* **EXTRACT PROVIDED**:
•••••
When it comes to contraception for men, there have generally been fewer options available than for women in the last 40 years. In fact, the only current forms of male contraception include condoms or a vasectomy (semi-permanent surgery that prevents sperm from reaching semen). For women, however, the options are wider ranging and come in a variety of forms, from the pill and patch to the injection and implant.
This could be about to change though, as significant progress has been made on the male contraceptive pill in the last few years. The male pill is a form of contraception that could, if successful, prevent sperm production. It would do this by reducing a man’s testosterone levels without serious side effects.
While it’s not currently available, it could be a huge breakthrough, as it would allow heterosexual couples to choose who takes a contraceptive to prevent pregnancy.
Is there a male contraceptive pill?
•••••
* **EXTRACTED ENTRIES**:
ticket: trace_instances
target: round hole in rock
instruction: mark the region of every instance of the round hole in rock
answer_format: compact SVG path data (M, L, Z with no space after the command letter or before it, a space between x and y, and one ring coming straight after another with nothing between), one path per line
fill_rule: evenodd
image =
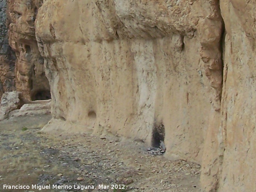
M51 99L51 92L49 90L41 90L35 92L31 97L32 101L40 100L47 100Z
M88 112L88 117L93 119L96 118L96 113L94 111L90 111Z
M161 141L164 141L165 133L164 126L162 124L159 126L155 126L152 132L152 143L153 147L160 147Z

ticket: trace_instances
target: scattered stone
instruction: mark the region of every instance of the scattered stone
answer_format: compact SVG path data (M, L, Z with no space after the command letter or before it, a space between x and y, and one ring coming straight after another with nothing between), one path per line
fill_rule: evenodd
M76 180L78 181L83 181L84 180L84 178L82 177L79 177L76 178Z

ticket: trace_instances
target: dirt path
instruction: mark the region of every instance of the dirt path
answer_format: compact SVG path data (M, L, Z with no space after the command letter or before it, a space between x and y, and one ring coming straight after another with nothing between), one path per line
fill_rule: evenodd
M139 141L41 132L50 118L0 122L1 191L94 192L98 190L78 188L99 185L109 186L108 190L100 191L200 191L198 165L148 154L147 146ZM124 188L111 189L112 184ZM4 184L28 185L30 188L7 190ZM51 189L32 189L32 185L50 185ZM72 188L53 189L52 185Z

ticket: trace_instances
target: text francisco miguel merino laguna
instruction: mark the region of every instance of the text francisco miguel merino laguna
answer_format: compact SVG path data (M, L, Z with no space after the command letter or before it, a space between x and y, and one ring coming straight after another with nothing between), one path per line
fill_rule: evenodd
M52 188L51 188L51 186ZM38 189L39 190L42 189L80 189L83 190L86 189L96 189L96 187L93 185L32 185L31 186L31 189ZM125 189L124 185L99 185L98 186L99 189ZM30 188L30 186L29 185L4 185L4 189L29 189Z

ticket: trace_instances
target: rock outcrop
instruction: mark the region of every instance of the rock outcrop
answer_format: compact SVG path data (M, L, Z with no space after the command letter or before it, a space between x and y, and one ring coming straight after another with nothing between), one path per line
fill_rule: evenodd
M15 57L8 41L6 0L0 0L0 98L5 91L15 90Z
M8 0L9 43L17 57L16 90L24 98L35 100L50 99L49 82L44 69L44 59L36 40L35 21L40 0Z
M0 103L0 121L9 117L51 113L51 100L31 101L24 100L22 93L5 92Z
M163 123L166 156L200 163L209 117L220 109L218 5L44 1L36 34L51 88L51 128L104 130L149 143Z
M45 130L156 145L164 133L166 157L202 165L204 191L256 190L255 0L45 0L37 42L41 2L26 1L9 0L10 42L24 87L24 63L44 59Z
•••••
* **EXERCISES**:
1) In the passage on male contraception, reproduce the portion starting at "This could be" and ending at "serious side effects.", using "hormone" in place of "testosterone".
2) Decide whether each statement agrees with the passage on male contraception, answering yes or no and quoting the words that settle it: (a) The male contraceptive pill is currently available. (b) The male pill would work by reducing a man's testosterone levels. (c) The implant is one of the current forms of male contraception.

* **ANSWERS TO THE TASKS**:
1)
This could be about to change though, as significant progress has been made on the male contraceptive pill in the last few years. The male pill is a form of contraception that could, if successful, prevent sperm production. It would do this by reducing a man’s hormone levels without serious side effects.

2)
(a) No: "While it’s not currently available"
(b) Yes: "It would do this by reducing a man’s testosterone levels without serious side effects."
(c) No: "the only current forms of male contraception include condoms or a vasectomy"